#### Required task
Write out all the rows below again, swapping every "marking a point on it" for "placing a dot on it" and changing nothing else. Omit the pictures.

#### Entries supplied
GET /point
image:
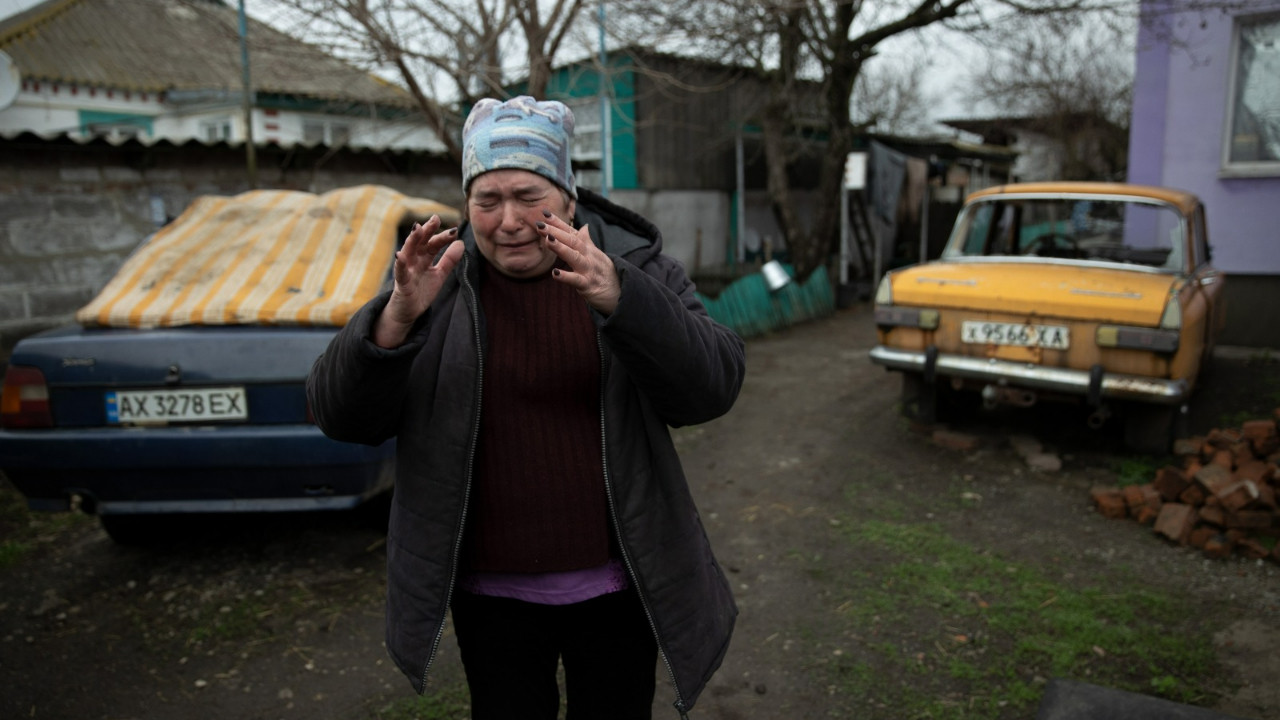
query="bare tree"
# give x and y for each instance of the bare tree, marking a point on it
(832, 42)
(891, 98)
(1073, 85)
(447, 53)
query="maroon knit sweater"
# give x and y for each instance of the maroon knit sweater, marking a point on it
(538, 491)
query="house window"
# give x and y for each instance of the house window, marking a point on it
(215, 130)
(1253, 117)
(325, 132)
(586, 128)
(115, 126)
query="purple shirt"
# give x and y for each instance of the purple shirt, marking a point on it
(549, 588)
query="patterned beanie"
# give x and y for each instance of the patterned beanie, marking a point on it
(520, 133)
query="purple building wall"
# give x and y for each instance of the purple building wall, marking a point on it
(1179, 114)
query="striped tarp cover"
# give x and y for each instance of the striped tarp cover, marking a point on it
(265, 256)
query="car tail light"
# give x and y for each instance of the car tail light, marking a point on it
(1137, 338)
(908, 317)
(24, 400)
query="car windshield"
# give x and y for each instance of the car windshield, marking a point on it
(1078, 228)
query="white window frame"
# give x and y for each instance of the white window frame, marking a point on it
(330, 130)
(586, 128)
(216, 130)
(1233, 167)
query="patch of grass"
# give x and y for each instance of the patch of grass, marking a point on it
(1136, 470)
(12, 552)
(984, 634)
(1237, 419)
(22, 531)
(444, 702)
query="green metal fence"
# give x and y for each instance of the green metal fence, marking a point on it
(749, 306)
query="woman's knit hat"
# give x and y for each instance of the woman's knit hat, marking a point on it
(519, 133)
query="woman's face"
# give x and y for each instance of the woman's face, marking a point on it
(504, 208)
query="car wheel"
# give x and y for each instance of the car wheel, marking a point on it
(136, 529)
(1152, 428)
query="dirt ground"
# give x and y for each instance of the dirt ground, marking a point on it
(282, 618)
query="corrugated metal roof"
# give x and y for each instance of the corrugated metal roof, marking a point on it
(159, 45)
(265, 256)
(63, 137)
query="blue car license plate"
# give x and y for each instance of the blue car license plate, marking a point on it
(187, 405)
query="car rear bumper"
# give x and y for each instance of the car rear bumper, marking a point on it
(222, 469)
(1093, 384)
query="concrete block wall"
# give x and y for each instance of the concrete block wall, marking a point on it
(71, 213)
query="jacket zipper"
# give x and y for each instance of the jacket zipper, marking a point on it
(622, 546)
(466, 486)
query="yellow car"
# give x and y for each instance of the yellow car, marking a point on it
(1101, 294)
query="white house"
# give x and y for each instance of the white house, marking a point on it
(170, 69)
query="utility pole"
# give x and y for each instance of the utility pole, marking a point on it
(606, 117)
(250, 158)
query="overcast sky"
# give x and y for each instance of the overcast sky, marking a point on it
(941, 81)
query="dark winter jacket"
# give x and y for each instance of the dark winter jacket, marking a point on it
(664, 363)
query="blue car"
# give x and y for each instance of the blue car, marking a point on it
(159, 402)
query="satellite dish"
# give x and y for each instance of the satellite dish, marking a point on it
(9, 81)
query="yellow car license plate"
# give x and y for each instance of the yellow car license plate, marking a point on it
(1020, 335)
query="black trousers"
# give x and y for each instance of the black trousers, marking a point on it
(511, 650)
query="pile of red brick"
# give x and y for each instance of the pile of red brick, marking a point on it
(1221, 499)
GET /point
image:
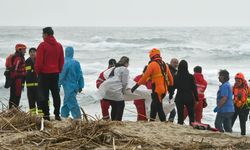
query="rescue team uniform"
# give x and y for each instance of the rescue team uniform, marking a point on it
(201, 85)
(32, 87)
(16, 67)
(49, 63)
(161, 77)
(140, 103)
(104, 103)
(240, 94)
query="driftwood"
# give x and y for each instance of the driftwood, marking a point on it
(88, 133)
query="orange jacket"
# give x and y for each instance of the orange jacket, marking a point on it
(154, 73)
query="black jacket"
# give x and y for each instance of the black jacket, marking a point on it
(186, 88)
(171, 88)
(31, 76)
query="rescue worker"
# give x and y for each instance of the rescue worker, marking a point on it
(201, 85)
(17, 74)
(161, 77)
(31, 83)
(186, 92)
(140, 103)
(240, 95)
(173, 69)
(115, 86)
(104, 103)
(225, 106)
(49, 63)
(72, 81)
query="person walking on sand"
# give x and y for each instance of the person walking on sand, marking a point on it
(187, 94)
(72, 81)
(140, 103)
(114, 88)
(31, 84)
(201, 84)
(15, 73)
(161, 77)
(49, 63)
(225, 106)
(104, 103)
(173, 69)
(240, 95)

#### Full solution
GET /point
image:
query="bare tree"
# give x and y for each instance of the bare tree, placing a dot on it
(832, 42)
(891, 98)
(1073, 85)
(447, 53)
query="maroon knit sweater"
# give x and y for each instance of the maroon knit sweater, placing a dot on it
(538, 491)
query="house window"
# give x and y for each instance of the house window, placing a dot on it
(215, 130)
(1253, 117)
(325, 132)
(586, 128)
(115, 126)
query="purple shirt"
# give x and y for each instance of the purple shirt, placing a dot on it
(549, 588)
query="patterned beanie"
# give x and y for each instance of the patterned beanie, placing a dot on it
(520, 133)
query="purple building wall"
# give x and y for each instance of the purple building wall, placing a dot on it
(1179, 114)
query="striped tarp cover"
# give x and y for each instance of the striped tarp cover, placing a dot on it
(265, 256)
query="car tail light"
# give x and y for each instance of the car tail light, placing a dot on it
(1137, 338)
(908, 317)
(24, 400)
query="car windshield"
# give x and y for each instance of the car windshield, placing a dot on it
(1078, 228)
query="white window frame"
# give x and y for each instance of the white window frame, placing a dot on it
(330, 130)
(586, 128)
(216, 130)
(1233, 167)
query="patch of grass"
# give x and y for each instance of the patch of grass, placing a dot on it
(1136, 470)
(12, 552)
(984, 634)
(1237, 419)
(22, 531)
(444, 702)
query="green metal fence"
# give x and y for each instance of the green metal fence, placing a dot on it
(749, 306)
query="woman's knit hat"
# give x and y for each instance of the woman's knit hat, placing a dot on it
(519, 133)
query="woman's face"
# give x and y for each instance of the woman's face, placing a dot on it
(504, 208)
query="car wheel"
# give x and y for each instance of the car wheel, placing a dot on it
(136, 529)
(1152, 428)
query="dirt ground"
# give x and y for each instance of the dirt ground, placing a dot on it
(282, 618)
query="corrugated metal roof"
# give x and y for each instance of the corrugated metal roof, placing a dot on it
(159, 45)
(265, 256)
(63, 137)
query="blue car license plate"
# give x and y for each instance of the blue car license plate, placing a dot on it
(187, 405)
query="car rear bumper"
# give x and y for each instance of the car rear bumper, placing a dot on it
(222, 469)
(1093, 384)
query="concrete block wall"
# give x and y for each instance of the concrete block wall, placing a dot on it
(71, 213)
query="jacket zipper"
# give x and y for each instance of the jacket zipper, placing a dot on it
(622, 546)
(466, 486)
query="yellow car"
# give x and y for each instance of the yellow car, placing a dot on it
(1101, 294)
query="white house"
# give x and y for each instance of the white house, placing a dot on it
(170, 69)
query="utility pole"
# give x and y for each instance of the utility pole, placing a dot on it
(606, 117)
(250, 158)
query="overcast sky"
# give x and y for each instance of the overcast sky, placing a dot on it
(941, 81)
query="dark winter jacket"
# give x and y for each instance of the dark winter jacket, placing a dot on it
(664, 363)
query="blue car"
# give x and y for each instance of the blue car, placing a dot on it
(159, 402)
query="satellite dish"
# give x and y for each instance of the satellite dish, placing a dot on it
(9, 81)
query="yellow car license plate"
# give x and y for each instance of the yellow car license plate, placing a dot on it
(1020, 335)
query="black trousers"
# give x and y for each instance of the black trousers, placing a dot on it
(511, 650)
query="pile of red brick"
# give x and y for each instance of the pile of red brick, placing a dot on it
(1221, 499)
GET /point
image:
query="rescue team uniform"
# give x and y for each instance of the rescue team uniform, placing a dot on it
(201, 85)
(32, 87)
(16, 67)
(49, 63)
(161, 77)
(140, 103)
(104, 103)
(240, 94)
query="driftwood"
# give x and y for each instance of the driftwood, placing a dot on it
(88, 133)
query="orange jacket"
# give x and y for each instance of the orange jacket, placing a dot on it
(154, 73)
query="black jacket"
# give x and y for each instance of the black jacket, placing a dot on it
(186, 88)
(171, 88)
(31, 76)
query="rescue worker"
# give x and y for each instance of the rescue worker, placing a dot on it
(201, 85)
(17, 74)
(161, 77)
(31, 83)
(186, 92)
(140, 103)
(240, 95)
(173, 69)
(115, 86)
(104, 103)
(225, 106)
(49, 63)
(72, 81)
query="person walking on sand"
# give x and y for each instance of the person walking on sand, placing a dot on it
(187, 94)
(72, 81)
(140, 103)
(114, 88)
(31, 84)
(201, 84)
(15, 73)
(161, 77)
(49, 63)
(225, 106)
(104, 103)
(173, 69)
(240, 95)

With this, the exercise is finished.